§ AIM OF THE TASK: Retype, word for word, every line of the records below starting at the one that contains "Note: mark the marble" and ending at the one that contains "Note: mark the white ceiling"; include both of those lines and nothing more.

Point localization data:
Segment Open

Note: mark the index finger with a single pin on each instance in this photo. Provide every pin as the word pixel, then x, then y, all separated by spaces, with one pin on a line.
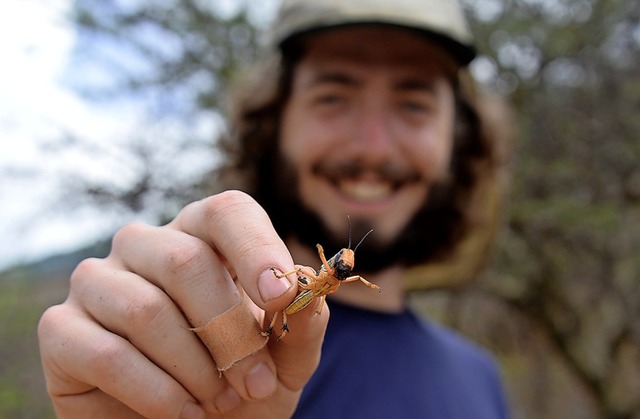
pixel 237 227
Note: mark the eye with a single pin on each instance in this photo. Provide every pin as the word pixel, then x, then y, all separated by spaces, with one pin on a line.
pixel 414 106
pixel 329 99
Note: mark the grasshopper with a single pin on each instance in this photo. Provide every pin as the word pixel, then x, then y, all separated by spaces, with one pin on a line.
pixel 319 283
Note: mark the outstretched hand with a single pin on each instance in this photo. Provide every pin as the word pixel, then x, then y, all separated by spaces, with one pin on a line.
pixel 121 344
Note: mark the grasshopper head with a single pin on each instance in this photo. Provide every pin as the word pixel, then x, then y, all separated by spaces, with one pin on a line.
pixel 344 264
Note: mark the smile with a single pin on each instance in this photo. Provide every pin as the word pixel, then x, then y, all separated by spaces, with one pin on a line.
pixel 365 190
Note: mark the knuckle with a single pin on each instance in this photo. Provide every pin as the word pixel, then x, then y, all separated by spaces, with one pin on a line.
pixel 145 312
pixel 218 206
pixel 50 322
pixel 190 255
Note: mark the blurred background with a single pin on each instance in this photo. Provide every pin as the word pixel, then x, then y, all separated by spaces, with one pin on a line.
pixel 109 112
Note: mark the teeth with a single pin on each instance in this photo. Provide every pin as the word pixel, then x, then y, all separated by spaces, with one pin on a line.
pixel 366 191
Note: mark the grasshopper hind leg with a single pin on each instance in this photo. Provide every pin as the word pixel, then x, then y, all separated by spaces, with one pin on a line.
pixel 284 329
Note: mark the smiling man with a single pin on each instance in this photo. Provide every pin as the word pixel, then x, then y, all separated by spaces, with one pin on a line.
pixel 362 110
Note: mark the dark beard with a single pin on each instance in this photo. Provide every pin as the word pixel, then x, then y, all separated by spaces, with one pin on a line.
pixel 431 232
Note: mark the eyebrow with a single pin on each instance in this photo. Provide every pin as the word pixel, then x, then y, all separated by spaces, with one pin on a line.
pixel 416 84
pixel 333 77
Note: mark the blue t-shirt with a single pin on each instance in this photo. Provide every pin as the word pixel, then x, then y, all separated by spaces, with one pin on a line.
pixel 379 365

Segment Closed
Segment Open

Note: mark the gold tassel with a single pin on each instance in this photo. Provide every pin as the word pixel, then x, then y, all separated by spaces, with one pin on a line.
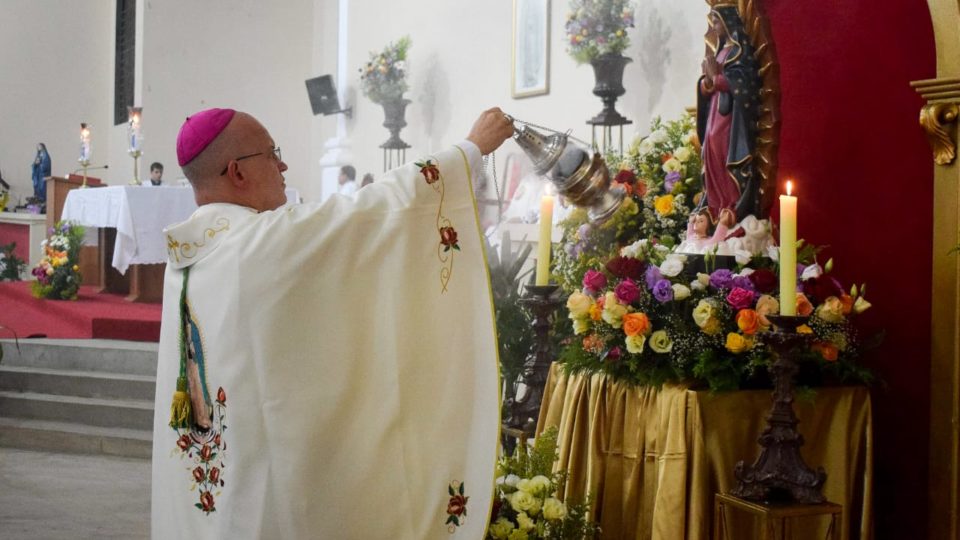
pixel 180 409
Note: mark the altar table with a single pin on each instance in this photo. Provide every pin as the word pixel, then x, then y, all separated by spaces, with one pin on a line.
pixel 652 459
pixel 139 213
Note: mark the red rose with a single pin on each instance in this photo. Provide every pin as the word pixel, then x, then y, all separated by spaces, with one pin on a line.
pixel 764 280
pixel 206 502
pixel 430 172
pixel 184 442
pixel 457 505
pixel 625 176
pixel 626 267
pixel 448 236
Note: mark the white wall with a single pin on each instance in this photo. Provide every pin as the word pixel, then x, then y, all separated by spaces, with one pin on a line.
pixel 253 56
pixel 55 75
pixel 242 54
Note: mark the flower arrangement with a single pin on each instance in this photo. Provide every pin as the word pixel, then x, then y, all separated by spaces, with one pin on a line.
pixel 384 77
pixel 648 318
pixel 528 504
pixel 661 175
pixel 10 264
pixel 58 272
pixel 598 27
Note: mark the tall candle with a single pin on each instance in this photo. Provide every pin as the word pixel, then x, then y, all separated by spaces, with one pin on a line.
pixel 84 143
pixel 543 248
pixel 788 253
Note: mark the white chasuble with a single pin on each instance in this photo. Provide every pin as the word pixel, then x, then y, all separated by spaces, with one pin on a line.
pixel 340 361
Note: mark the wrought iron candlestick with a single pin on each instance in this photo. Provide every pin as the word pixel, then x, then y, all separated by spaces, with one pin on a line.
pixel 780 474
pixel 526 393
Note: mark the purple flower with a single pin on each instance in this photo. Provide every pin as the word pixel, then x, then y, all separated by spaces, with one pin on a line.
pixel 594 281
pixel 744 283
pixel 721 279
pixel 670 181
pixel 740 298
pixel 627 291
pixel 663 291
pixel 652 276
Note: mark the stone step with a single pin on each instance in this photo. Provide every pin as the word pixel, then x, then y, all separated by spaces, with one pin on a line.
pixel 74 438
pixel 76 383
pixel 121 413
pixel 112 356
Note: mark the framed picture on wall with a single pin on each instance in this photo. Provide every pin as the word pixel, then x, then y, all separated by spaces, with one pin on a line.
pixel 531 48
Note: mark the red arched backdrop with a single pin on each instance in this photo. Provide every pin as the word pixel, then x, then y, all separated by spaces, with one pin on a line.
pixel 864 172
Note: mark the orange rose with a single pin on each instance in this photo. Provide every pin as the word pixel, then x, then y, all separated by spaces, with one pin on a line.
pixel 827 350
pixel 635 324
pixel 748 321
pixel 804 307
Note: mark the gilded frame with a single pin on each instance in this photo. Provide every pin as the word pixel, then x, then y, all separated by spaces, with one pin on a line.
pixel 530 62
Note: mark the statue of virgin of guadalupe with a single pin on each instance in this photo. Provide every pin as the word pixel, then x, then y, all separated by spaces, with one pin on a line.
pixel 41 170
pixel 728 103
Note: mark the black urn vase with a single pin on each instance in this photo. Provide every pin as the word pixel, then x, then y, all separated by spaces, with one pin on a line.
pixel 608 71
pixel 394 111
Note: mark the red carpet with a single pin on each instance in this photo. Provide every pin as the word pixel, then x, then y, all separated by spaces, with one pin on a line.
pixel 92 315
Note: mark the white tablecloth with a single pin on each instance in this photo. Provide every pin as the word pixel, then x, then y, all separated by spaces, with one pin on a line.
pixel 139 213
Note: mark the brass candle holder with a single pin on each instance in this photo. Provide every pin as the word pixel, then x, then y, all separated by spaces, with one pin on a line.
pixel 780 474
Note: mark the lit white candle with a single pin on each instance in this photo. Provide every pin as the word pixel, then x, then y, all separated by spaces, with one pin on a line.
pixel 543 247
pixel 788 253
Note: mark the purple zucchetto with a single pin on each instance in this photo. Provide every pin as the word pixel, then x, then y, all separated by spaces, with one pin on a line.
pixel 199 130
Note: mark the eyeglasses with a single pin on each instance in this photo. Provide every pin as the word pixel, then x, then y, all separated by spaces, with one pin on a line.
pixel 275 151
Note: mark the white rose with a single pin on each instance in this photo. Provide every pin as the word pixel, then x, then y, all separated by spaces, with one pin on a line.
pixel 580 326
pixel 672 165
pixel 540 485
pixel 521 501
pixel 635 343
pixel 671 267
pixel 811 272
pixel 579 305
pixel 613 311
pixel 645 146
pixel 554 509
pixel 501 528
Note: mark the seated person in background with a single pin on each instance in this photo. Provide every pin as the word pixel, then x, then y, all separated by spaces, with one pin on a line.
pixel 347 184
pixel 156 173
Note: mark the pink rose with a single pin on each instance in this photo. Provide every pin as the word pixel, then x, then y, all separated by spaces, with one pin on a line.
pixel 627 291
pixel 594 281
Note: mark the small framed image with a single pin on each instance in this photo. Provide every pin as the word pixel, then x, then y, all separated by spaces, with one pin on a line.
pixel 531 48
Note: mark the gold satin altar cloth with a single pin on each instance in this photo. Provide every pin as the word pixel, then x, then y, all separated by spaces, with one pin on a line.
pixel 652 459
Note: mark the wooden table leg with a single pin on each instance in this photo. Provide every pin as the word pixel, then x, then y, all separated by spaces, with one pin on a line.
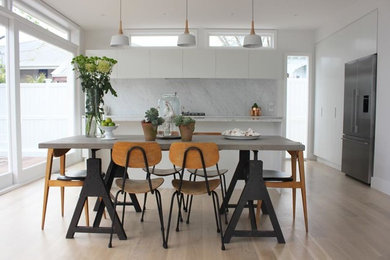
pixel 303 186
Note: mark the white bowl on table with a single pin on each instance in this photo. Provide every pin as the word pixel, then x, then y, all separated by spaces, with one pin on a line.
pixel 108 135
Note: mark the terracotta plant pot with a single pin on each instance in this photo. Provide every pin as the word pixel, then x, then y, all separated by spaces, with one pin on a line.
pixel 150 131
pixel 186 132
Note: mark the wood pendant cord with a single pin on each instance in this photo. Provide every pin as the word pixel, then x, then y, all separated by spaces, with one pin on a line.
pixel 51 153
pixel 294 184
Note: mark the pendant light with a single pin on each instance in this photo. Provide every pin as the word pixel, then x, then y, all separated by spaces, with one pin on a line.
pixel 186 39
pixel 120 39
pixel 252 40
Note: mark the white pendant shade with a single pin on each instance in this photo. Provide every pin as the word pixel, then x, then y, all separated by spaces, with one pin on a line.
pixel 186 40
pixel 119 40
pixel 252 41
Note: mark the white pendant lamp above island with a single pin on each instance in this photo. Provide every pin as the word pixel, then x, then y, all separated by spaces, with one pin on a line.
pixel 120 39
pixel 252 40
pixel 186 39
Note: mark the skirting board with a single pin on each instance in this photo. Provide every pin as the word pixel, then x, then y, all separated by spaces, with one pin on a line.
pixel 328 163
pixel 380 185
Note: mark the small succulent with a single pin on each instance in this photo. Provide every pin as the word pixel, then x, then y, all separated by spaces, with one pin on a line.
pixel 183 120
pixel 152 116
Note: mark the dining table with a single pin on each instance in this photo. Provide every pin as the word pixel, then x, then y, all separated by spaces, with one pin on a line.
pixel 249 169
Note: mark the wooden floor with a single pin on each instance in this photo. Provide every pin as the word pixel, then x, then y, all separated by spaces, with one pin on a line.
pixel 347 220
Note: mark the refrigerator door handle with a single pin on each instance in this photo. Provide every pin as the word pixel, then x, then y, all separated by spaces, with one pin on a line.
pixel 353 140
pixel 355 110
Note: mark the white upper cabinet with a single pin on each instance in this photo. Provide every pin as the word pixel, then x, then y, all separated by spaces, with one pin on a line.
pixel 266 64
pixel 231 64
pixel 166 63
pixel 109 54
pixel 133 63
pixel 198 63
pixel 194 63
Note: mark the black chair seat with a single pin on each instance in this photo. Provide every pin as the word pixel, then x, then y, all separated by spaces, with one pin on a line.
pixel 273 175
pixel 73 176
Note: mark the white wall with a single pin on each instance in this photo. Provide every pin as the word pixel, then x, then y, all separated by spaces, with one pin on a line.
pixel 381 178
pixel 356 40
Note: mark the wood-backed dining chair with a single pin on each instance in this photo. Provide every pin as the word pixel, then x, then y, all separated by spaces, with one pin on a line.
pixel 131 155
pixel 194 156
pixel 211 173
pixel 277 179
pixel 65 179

Segment Closed
Segment Open

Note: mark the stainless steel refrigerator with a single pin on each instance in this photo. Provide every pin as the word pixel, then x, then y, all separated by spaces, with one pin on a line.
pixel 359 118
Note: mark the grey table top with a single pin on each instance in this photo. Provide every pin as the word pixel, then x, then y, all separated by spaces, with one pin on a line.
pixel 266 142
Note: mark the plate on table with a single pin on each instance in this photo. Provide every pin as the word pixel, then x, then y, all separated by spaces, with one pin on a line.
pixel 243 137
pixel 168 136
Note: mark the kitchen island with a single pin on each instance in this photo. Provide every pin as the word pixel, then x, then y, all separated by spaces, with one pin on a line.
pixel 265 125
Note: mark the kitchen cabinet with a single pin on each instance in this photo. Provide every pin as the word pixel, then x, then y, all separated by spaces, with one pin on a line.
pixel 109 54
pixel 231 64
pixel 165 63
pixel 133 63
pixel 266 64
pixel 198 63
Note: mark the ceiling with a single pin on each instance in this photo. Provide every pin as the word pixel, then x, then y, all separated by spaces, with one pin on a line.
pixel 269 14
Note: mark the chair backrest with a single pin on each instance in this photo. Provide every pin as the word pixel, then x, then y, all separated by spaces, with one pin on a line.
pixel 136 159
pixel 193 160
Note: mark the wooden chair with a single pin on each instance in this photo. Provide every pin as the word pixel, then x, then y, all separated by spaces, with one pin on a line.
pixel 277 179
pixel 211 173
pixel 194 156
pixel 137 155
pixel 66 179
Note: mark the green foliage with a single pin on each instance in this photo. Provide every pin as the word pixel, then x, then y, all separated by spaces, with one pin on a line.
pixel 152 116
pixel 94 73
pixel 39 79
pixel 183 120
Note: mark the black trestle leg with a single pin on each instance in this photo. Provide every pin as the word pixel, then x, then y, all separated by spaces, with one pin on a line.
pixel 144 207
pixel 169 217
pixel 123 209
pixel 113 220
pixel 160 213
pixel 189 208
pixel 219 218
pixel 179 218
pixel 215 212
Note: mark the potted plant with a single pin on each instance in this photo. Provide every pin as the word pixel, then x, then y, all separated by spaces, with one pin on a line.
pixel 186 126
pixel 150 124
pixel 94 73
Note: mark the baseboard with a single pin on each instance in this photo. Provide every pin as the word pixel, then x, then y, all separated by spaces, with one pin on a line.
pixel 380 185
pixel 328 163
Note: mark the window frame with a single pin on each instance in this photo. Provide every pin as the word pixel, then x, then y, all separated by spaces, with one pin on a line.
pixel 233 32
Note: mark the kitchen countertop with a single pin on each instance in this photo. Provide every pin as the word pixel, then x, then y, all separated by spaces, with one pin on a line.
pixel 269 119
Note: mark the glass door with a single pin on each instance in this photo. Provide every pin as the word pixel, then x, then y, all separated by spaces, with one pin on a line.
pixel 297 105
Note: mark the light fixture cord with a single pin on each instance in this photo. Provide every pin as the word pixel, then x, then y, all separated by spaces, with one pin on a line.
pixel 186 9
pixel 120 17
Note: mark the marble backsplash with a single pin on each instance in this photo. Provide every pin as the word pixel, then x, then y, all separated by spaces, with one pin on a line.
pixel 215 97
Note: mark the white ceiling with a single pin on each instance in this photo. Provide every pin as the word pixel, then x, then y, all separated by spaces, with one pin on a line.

Segment Closed

§ OUTPUT BELOW:
Note: mark the marble backsplash with a single pin on each instance in this photo. Provide every pin as the word pixel, then x, then y, all separated by spaces, with one pin on a line.
pixel 215 97
Note: mark the white ceiling with a single pin on each instance in this photo. Provide every pin as the word pixel, then x, then y, all separated by spaces, with one pin on a line.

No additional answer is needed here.